Selected text:

6.1 Governmental Approval or Registration. If this Agreement or any associated transaction is required by the law of any nation to be either approved or registered with any governmental agency, LICENSEE shall assume all legal obligations to do so. LICENSEE shall notify Cornell if it becomes aware that this Agreement is subject to a United States or foreign government reporting or approval requirement. LICENSEE shall make all necessary filings and pay all costs including fees, penalties, and all other out-of-pocket costs associated with such reporting or approval process.

6.2 Export Control Laws. LICENSEE shall observe all applicable United States and foreign laws with respect to the transfer of Licensed Products and related technical data to foreign countries, including, without limitation, the International Traffic in Arms Regulations and the Export Administration Regulations.

ARTICLE 7. TERMINATION OF THE AGREEMENT

7.1 Termination by Cornell.

(a) If LICENSEE fails to perform or violates any term of this Agreement, then Cornell may give written notice of default (“Notice of Default”) to LICENSEE. If LICENSEE fails to cure the default within [*] ([*]) days of the Notice of Default, Cornell may terminate this Agreement and the license granted herein by a second written notice (“Notice of Termination”) to LICENSEE. If a Notice of Termination is sent to LICENSEE, this Agreement shall automatically terminate on the effective date of that notice. Termination shall not relieve LICENSEE of its obligation to pay any fees owed at the time of termination and shall not impair any accrued right of Cornell.

(b) This Agreement will terminate immediately, without the obligation to provide written notices as set forth in Paragraph 7.1(a), if LICENSEE files a claim including in any way the assertion that any portion of CRF’s or Cornell’s Patent Rights is invalid or unenforceable where the filing is by the LICENSEE, a third party on behalf of the LICENSEE, or a third party at the written urging of the LICENSEE.

Request A:
Answer these questions about the agreement excerpt:
(i) Who must make all necessary filings and pay the costs of any government reporting or approval process?
(ii) Which two sets of regulations are named in the export control section?
(iii) What is the second written notice that Cornell sends to end the agreement called?
Request B: Summarize the agreement excerpt in two sentences.
The material after the agreement excerpt is not needed.

Information supplied:
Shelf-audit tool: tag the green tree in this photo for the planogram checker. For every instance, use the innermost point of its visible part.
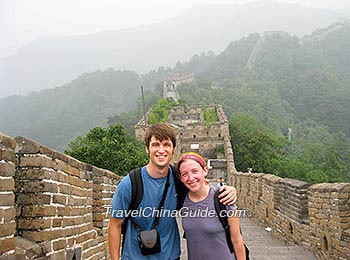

Task solution A:
(i) LICENSEE
(ii) The International Traffic in Arms Regulations and the Export Administration Regulations
(iii) The Notice of Termination

Task solution B: The agreement excerpt requires LICENSEE to take on any government approval or registration the agreement needs, to notify Cornell of such requirements, to bear all related filings and costs, and to observe United States and foreign export control laws. Cornell may terminate the agreement by written notice if LICENSEE defaults and fails to cure within the set period, and the agreement ends immediately if LICENSEE, or a third party on its behalf or at its written urging, files a claim asserting that CRF's or Cornell's Patent Rights are invalid or unenforceable.